Referring expression pointing data:
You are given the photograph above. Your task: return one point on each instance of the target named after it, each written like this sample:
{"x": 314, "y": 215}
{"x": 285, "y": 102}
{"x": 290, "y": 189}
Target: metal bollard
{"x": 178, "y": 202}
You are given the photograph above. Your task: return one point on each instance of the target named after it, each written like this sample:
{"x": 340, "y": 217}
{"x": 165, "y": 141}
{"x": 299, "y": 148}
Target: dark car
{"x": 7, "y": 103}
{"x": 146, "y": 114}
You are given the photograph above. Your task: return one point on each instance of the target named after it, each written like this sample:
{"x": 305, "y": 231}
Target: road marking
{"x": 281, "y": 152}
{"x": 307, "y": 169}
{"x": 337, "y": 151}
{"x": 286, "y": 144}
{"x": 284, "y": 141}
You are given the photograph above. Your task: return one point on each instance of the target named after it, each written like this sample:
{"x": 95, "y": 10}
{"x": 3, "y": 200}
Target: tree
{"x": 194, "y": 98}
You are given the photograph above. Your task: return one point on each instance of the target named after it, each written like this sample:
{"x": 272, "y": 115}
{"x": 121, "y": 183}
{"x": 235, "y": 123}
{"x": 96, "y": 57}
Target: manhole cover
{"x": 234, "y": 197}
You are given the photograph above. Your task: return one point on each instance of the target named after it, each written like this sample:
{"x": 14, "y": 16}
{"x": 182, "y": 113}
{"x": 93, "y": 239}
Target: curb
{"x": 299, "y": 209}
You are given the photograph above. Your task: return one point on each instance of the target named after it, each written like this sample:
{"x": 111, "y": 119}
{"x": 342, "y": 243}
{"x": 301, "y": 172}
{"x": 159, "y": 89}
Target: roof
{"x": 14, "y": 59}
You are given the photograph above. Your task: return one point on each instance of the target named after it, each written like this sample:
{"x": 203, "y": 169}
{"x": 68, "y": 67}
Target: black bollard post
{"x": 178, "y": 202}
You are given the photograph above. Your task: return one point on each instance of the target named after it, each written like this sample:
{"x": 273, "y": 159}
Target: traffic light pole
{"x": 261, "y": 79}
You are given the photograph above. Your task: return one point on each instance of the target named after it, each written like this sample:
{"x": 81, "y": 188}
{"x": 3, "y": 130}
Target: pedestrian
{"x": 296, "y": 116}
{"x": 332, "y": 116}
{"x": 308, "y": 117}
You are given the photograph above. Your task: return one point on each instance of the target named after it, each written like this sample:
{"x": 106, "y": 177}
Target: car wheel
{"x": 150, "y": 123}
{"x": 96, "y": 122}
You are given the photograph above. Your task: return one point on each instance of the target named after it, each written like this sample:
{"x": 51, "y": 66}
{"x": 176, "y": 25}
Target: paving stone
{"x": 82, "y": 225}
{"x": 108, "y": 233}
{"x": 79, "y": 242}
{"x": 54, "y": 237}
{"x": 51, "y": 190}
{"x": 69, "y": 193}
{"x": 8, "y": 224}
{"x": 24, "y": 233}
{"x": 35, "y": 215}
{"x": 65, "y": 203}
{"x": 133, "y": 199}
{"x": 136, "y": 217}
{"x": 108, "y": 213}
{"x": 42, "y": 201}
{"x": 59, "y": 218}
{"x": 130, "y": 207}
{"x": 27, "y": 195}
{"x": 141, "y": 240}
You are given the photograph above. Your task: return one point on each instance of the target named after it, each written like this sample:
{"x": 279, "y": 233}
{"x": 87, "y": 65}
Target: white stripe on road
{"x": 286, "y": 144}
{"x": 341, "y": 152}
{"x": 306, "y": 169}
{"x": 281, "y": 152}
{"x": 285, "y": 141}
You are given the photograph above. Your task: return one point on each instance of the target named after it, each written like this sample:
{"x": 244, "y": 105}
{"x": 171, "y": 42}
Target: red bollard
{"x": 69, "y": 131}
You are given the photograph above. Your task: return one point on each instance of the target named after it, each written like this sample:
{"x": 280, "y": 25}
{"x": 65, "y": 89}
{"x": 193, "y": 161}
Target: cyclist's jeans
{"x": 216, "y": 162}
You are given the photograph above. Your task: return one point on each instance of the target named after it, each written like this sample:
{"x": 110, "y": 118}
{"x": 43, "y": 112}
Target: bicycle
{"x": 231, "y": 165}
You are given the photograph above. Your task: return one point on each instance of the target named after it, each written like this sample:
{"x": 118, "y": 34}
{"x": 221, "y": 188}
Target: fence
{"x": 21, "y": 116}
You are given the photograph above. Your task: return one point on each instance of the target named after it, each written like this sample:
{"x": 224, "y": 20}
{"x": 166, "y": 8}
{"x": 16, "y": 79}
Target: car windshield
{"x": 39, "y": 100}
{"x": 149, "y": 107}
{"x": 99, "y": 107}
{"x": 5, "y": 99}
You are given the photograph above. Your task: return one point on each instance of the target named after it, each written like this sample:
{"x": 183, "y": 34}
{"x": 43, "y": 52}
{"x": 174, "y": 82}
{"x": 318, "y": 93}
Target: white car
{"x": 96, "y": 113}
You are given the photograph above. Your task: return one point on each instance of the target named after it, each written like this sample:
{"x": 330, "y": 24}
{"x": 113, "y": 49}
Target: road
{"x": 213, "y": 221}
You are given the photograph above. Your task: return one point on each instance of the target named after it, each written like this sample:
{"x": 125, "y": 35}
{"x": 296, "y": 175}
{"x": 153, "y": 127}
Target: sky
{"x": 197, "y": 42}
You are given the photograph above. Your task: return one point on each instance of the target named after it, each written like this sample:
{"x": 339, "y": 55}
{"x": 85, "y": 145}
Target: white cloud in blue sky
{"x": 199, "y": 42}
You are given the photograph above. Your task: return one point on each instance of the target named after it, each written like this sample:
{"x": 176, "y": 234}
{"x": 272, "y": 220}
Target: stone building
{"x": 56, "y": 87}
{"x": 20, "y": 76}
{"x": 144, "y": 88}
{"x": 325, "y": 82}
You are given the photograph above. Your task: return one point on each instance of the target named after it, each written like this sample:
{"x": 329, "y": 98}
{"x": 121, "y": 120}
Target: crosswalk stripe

- REQUIRED ACTION
Extract all of the data exactly as written.

- REPLY TO THE EXERCISE
You are given the photograph above. Your task: return one point on each instance of the target named after it, each written like this sample:
{"x": 314, "y": 215}
{"x": 285, "y": 102}
{"x": 290, "y": 189}
Target: metal bollard
{"x": 178, "y": 202}
You are given the photograph above. Your task: return one point on each instance of the target named after it, each written like this sample:
{"x": 340, "y": 217}
{"x": 165, "y": 141}
{"x": 299, "y": 148}
Target: dark car
{"x": 7, "y": 103}
{"x": 146, "y": 114}
You are given the photograph above. Your task: return one point on each instance of the target named after it, each written like this sample:
{"x": 305, "y": 231}
Target: road marking
{"x": 281, "y": 152}
{"x": 307, "y": 169}
{"x": 337, "y": 151}
{"x": 286, "y": 144}
{"x": 284, "y": 141}
You are given the photograph above. Your task: return one point on each instance of the target named after it, each written like this sample:
{"x": 95, "y": 10}
{"x": 3, "y": 200}
Target: tree
{"x": 194, "y": 98}
You are given the photograph above. Your task: return one point on each instance of the target named after it, each written like this sample:
{"x": 272, "y": 115}
{"x": 121, "y": 183}
{"x": 235, "y": 123}
{"x": 96, "y": 57}
Target: manhole cover
{"x": 234, "y": 197}
You are given the photograph above. Your task: return one point on each instance of the target named after it, each written like this sample:
{"x": 14, "y": 16}
{"x": 182, "y": 113}
{"x": 93, "y": 239}
Target: curb
{"x": 299, "y": 209}
You are given the photograph above. Your task: return one point on each instance of the target named after it, each written like this sample:
{"x": 111, "y": 119}
{"x": 342, "y": 243}
{"x": 301, "y": 172}
{"x": 159, "y": 89}
Target: roof
{"x": 14, "y": 59}
You are given the photograph above. Your task: return one point on each instance of the target named after it, each written like this sample:
{"x": 203, "y": 169}
{"x": 68, "y": 67}
Target: black bollard post
{"x": 178, "y": 202}
You are given the photograph above. Your task: return one point on each instance of the target named after it, each written like this sample:
{"x": 273, "y": 159}
Target: traffic light pole
{"x": 261, "y": 79}
You are given the photograph above. Your task: return one point on each instance of the target named after it, each written like this sample:
{"x": 81, "y": 188}
{"x": 3, "y": 130}
Target: pedestrian
{"x": 296, "y": 116}
{"x": 332, "y": 116}
{"x": 308, "y": 117}
You are given the photograph above. Your task: return one point on each instance of the target named after it, each written like this sample:
{"x": 106, "y": 177}
Target: car wheel
{"x": 150, "y": 123}
{"x": 96, "y": 122}
You are given the photograph above. Your task: return one point on each instance of the target named after it, each written like this sample:
{"x": 51, "y": 66}
{"x": 176, "y": 25}
Target: paving stone
{"x": 82, "y": 225}
{"x": 108, "y": 233}
{"x": 79, "y": 242}
{"x": 54, "y": 237}
{"x": 51, "y": 190}
{"x": 69, "y": 193}
{"x": 8, "y": 224}
{"x": 24, "y": 233}
{"x": 35, "y": 215}
{"x": 65, "y": 203}
{"x": 133, "y": 199}
{"x": 136, "y": 217}
{"x": 108, "y": 213}
{"x": 42, "y": 201}
{"x": 59, "y": 218}
{"x": 130, "y": 207}
{"x": 27, "y": 195}
{"x": 141, "y": 240}
You are given the photograph above. Your task: return one point on each instance of the target named after it, each written like this sample:
{"x": 279, "y": 233}
{"x": 87, "y": 65}
Target: white stripe on road
{"x": 286, "y": 144}
{"x": 341, "y": 152}
{"x": 306, "y": 169}
{"x": 281, "y": 152}
{"x": 285, "y": 141}
You are given the photograph above. Your task: return one point on each instance of the target named after it, each written like this sample:
{"x": 244, "y": 105}
{"x": 171, "y": 42}
Target: red bollard
{"x": 69, "y": 131}
You are given the photograph above. Your task: return one point on each instance of the target named after it, each written like this sample:
{"x": 280, "y": 25}
{"x": 65, "y": 89}
{"x": 193, "y": 161}
Target: cyclist's jeans
{"x": 216, "y": 162}
You are given the photograph above. Your task: return one point on each instance of the target named after it, each written like this sample:
{"x": 110, "y": 118}
{"x": 43, "y": 112}
Target: bicycle
{"x": 231, "y": 165}
You are given the photograph above. Your task: return one point on each instance of the target named after it, each written like this sample:
{"x": 118, "y": 34}
{"x": 221, "y": 188}
Target: fence
{"x": 21, "y": 116}
You are given the photograph above. Your task: return one point on each instance of the target named after it, each written like this sample:
{"x": 224, "y": 20}
{"x": 166, "y": 8}
{"x": 16, "y": 79}
Target: car windshield
{"x": 39, "y": 100}
{"x": 149, "y": 107}
{"x": 99, "y": 107}
{"x": 5, "y": 99}
You are given the photograph above. Your task: return one point on each instance of the target named after it, each written like this sample:
{"x": 183, "y": 34}
{"x": 43, "y": 52}
{"x": 174, "y": 82}
{"x": 318, "y": 93}
Target: white car
{"x": 96, "y": 113}
You are given the photograph above. Your task: return one point on each instance of the target named after it, each written like this sample:
{"x": 330, "y": 24}
{"x": 113, "y": 49}
Target: road
{"x": 213, "y": 221}
You are given the photograph above. Your task: return one point on each instance of the target named after it, each written like this sample:
{"x": 125, "y": 35}
{"x": 296, "y": 175}
{"x": 153, "y": 127}
Target: sky
{"x": 197, "y": 42}
You are given the photograph above. Your task: return one point on each instance of the target named after it, each written like this sample:
{"x": 339, "y": 55}
{"x": 85, "y": 145}
Target: white cloud in blue sky
{"x": 199, "y": 42}
You are given the photograph above. Your task: return one point on each instance of the target named after it, each written like this sample:
{"x": 176, "y": 234}
{"x": 272, "y": 220}
Target: stone building
{"x": 56, "y": 87}
{"x": 20, "y": 76}
{"x": 144, "y": 88}
{"x": 325, "y": 82}
You are given the photograph above. Your task: return one point on each instance of the target named after it, each written like this sample:
{"x": 329, "y": 98}
{"x": 121, "y": 120}
Target: crosswalk stripe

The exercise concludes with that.